■ AIM OF THE EXERCISE: Output each entry below as it stands, leaving out every picture.

(Data excerpts)
###
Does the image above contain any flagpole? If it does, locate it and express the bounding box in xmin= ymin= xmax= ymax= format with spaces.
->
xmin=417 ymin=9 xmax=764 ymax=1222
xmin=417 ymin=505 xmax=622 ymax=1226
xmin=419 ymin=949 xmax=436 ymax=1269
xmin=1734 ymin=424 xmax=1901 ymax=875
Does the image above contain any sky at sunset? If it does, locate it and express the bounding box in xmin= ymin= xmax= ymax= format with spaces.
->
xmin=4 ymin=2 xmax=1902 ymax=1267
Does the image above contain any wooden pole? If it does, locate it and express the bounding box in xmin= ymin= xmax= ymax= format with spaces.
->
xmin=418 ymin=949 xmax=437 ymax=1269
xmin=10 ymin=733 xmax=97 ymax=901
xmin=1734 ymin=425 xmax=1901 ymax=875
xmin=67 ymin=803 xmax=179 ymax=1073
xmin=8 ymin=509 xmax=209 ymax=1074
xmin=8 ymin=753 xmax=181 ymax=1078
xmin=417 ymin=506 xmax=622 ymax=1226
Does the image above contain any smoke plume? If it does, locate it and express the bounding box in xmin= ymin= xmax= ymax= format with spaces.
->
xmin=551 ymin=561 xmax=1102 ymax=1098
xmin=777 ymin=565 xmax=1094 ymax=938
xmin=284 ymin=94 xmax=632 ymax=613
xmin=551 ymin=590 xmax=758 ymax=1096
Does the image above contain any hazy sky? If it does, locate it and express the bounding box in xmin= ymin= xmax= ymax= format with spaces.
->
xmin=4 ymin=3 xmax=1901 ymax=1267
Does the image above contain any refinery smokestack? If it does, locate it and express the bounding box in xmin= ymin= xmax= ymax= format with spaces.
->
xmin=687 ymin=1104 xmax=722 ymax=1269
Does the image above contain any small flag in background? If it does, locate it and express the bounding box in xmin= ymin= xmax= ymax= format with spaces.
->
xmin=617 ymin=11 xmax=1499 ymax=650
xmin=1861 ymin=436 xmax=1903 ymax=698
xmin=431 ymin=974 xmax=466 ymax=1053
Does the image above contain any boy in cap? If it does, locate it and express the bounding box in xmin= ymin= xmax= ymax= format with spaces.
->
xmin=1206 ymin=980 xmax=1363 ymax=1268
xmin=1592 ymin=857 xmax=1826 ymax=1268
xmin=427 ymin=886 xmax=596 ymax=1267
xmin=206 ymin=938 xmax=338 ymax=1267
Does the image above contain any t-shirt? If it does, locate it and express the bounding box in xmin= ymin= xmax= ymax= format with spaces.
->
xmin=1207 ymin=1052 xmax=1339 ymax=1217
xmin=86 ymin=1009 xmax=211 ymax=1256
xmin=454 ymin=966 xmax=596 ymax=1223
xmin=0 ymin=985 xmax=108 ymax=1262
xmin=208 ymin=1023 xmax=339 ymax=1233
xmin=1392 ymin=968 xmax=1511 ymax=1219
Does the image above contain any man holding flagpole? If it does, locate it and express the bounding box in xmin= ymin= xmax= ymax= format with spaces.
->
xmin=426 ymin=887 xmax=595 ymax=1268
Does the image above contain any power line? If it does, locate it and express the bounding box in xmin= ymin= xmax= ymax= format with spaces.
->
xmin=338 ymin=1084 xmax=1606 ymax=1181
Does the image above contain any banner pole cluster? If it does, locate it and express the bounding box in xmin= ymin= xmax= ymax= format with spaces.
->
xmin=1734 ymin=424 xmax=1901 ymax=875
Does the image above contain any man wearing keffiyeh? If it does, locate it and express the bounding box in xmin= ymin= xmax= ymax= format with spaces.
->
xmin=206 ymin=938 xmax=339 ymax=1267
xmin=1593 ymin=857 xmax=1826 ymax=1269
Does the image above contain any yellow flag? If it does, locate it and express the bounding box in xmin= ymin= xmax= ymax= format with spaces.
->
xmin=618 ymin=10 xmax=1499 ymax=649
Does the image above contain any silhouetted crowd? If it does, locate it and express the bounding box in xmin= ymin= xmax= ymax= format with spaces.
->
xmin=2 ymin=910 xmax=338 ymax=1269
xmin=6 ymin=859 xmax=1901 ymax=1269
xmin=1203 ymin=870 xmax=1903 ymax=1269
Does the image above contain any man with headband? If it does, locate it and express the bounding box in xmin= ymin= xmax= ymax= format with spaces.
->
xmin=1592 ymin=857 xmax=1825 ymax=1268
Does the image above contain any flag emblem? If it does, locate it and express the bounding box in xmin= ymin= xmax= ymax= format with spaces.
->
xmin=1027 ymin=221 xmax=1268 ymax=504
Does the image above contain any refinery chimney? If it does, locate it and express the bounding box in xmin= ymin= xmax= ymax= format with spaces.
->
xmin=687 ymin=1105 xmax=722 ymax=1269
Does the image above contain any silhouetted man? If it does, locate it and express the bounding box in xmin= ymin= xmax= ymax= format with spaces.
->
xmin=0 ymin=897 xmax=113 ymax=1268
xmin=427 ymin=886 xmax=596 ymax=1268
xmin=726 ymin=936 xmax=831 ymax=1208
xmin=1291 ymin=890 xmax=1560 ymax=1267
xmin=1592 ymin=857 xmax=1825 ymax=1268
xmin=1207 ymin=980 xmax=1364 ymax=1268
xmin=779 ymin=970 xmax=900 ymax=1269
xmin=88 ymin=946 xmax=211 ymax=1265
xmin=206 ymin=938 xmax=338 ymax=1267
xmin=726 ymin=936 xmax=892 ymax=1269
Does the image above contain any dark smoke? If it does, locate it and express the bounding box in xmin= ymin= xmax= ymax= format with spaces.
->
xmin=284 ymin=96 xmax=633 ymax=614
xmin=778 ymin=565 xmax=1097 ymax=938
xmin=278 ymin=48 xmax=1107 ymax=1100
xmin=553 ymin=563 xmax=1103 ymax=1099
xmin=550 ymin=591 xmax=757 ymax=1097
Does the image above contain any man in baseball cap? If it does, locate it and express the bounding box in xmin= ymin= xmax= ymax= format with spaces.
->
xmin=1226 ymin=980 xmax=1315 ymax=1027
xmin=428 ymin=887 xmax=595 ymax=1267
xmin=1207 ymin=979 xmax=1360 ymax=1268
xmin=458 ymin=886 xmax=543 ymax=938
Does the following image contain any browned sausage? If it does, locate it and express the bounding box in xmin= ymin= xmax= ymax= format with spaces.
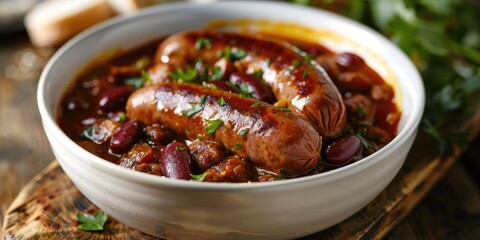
###
■ WRITTEN REPLY:
Does the image above contain any flagpole? If it does, locate it and express the bounding box in xmin= ymin= xmax= ymax= format with spaces.
->
xmin=417 ymin=9 xmax=764 ymax=1222
xmin=417 ymin=505 xmax=622 ymax=1226
xmin=419 ymin=949 xmax=436 ymax=1269
xmin=1734 ymin=424 xmax=1901 ymax=875
Does the image above contain any sky at sunset? If it does, locate it and express the bounding box in xmin= ymin= xmax= ymax= format with spaces.
->
xmin=4 ymin=2 xmax=1902 ymax=1267
Does the image above contain any wooden pole? If it does, locate it and express the bounding box in xmin= ymin= xmax= ymax= format with spaces.
->
xmin=418 ymin=949 xmax=437 ymax=1269
xmin=10 ymin=733 xmax=97 ymax=901
xmin=1734 ymin=425 xmax=1901 ymax=875
xmin=67 ymin=803 xmax=179 ymax=1073
xmin=8 ymin=509 xmax=209 ymax=1074
xmin=8 ymin=753 xmax=181 ymax=1078
xmin=417 ymin=506 xmax=622 ymax=1226
Does the image above contain any smoke plume? If it does, locate it and express the bounding box in xmin= ymin= xmax= ymax= format with spaces.
->
xmin=551 ymin=561 xmax=1102 ymax=1098
xmin=777 ymin=565 xmax=1094 ymax=938
xmin=284 ymin=94 xmax=632 ymax=613
xmin=551 ymin=590 xmax=758 ymax=1096
Does the image above contain any hazy sky? If it does, locate it and express the bounding box in xmin= ymin= xmax= ymax= format with spaces.
->
xmin=4 ymin=3 xmax=1901 ymax=1267
Does the image above contain any refinery smokestack? If it does, locate it and express the bounding box in xmin= ymin= xmax= ymax= format with spaces.
->
xmin=687 ymin=1104 xmax=722 ymax=1269
Does the image above contain any small flag in background? If it does, locate it and express the bounding box in xmin= ymin= xmax= ymax= format with spaces.
->
xmin=617 ymin=11 xmax=1499 ymax=650
xmin=1861 ymin=436 xmax=1903 ymax=698
xmin=431 ymin=974 xmax=466 ymax=1053
Does the image above contain any boy in cap? If it does, locate it and express the bounding box in xmin= ymin= xmax= ymax= format with spaces.
->
xmin=1206 ymin=980 xmax=1363 ymax=1268
xmin=1592 ymin=857 xmax=1826 ymax=1268
xmin=427 ymin=886 xmax=596 ymax=1267
xmin=206 ymin=938 xmax=338 ymax=1267
Does the image above contain any t-shirt? If it does, locate it and express the bounding box in xmin= ymin= xmax= ymax= format with spaces.
->
xmin=1207 ymin=1052 xmax=1339 ymax=1217
xmin=86 ymin=1009 xmax=211 ymax=1256
xmin=454 ymin=966 xmax=596 ymax=1223
xmin=0 ymin=985 xmax=108 ymax=1262
xmin=208 ymin=1023 xmax=339 ymax=1233
xmin=1392 ymin=968 xmax=1511 ymax=1219
Does the image above contain any man holding flagpole? If it does, locate it and express the bounding box in xmin= ymin= xmax= ymax= format with spaces.
->
xmin=426 ymin=887 xmax=595 ymax=1268
Does the image above contain any power line? If it does, locate it and express the bounding box in xmin= ymin= xmax= ymax= format with spaces.
->
xmin=338 ymin=1084 xmax=1606 ymax=1181
Does the image above contain any banner pole cluster? If it does, locate it and express the bounding box in xmin= ymin= xmax= ymax= format with spaces.
->
xmin=1734 ymin=424 xmax=1901 ymax=875
Does the image above contain any man wearing keffiyeh? If it does, locate it and express the bounding box in xmin= ymin= xmax= ymax= format with spaces.
->
xmin=206 ymin=938 xmax=339 ymax=1267
xmin=1593 ymin=857 xmax=1826 ymax=1269
Does the image above contain any yellow flag? If it does, locate it and express the bounding box in xmin= ymin= xmax= ymax= format with spaces.
->
xmin=618 ymin=10 xmax=1499 ymax=649
Does the image above contain any silhouetted crowd? If it does, locate it and express the bounding box in xmin= ymin= xmax= ymax= format with spaces.
->
xmin=2 ymin=910 xmax=338 ymax=1269
xmin=6 ymin=859 xmax=1901 ymax=1269
xmin=1203 ymin=870 xmax=1903 ymax=1269
Does the image above contain any man with headband? If it does, locate it and express the bounding box in xmin= ymin= xmax= ymax= format with spaces.
->
xmin=1592 ymin=857 xmax=1825 ymax=1268
Does the image above contain any flag emblem? If it does, locate it and express the bounding box in xmin= ymin= xmax= ymax= format with spaces.
->
xmin=1027 ymin=221 xmax=1268 ymax=504
Does the image above contain any refinery chimney? If it does, locate it and express the bounding box in xmin= ymin= xmax= ymax= format with spaces.
->
xmin=687 ymin=1105 xmax=722 ymax=1269
Does the image above contain any silhouetted man? If it does, locate it and express the bounding box in xmin= ymin= xmax= ymax= format with spaces.
->
xmin=0 ymin=897 xmax=113 ymax=1268
xmin=427 ymin=886 xmax=596 ymax=1268
xmin=726 ymin=936 xmax=831 ymax=1208
xmin=1291 ymin=890 xmax=1560 ymax=1267
xmin=1592 ymin=857 xmax=1825 ymax=1268
xmin=1207 ymin=980 xmax=1364 ymax=1268
xmin=779 ymin=970 xmax=900 ymax=1269
xmin=88 ymin=946 xmax=211 ymax=1265
xmin=206 ymin=938 xmax=338 ymax=1267
xmin=726 ymin=936 xmax=892 ymax=1269
Does the image above contain any dark smoke? If it does, locate it and express the bounding box in xmin= ymin= xmax= ymax= format with spaces.
->
xmin=284 ymin=96 xmax=633 ymax=614
xmin=778 ymin=565 xmax=1097 ymax=938
xmin=278 ymin=48 xmax=1107 ymax=1100
xmin=553 ymin=563 xmax=1103 ymax=1099
xmin=550 ymin=591 xmax=757 ymax=1097
Does the image above contain any man in baseball cap? If it does, locate it and express the bounding box in xmin= ymin= xmax= ymax= format with spaces.
->
xmin=1226 ymin=980 xmax=1315 ymax=1027
xmin=428 ymin=887 xmax=595 ymax=1267
xmin=1207 ymin=979 xmax=1360 ymax=1268
xmin=458 ymin=886 xmax=543 ymax=938
Does the following image contain any browned sausage? If it does, locate it and express the bounding box in xmin= ymin= xmax= ymax= format with spaces.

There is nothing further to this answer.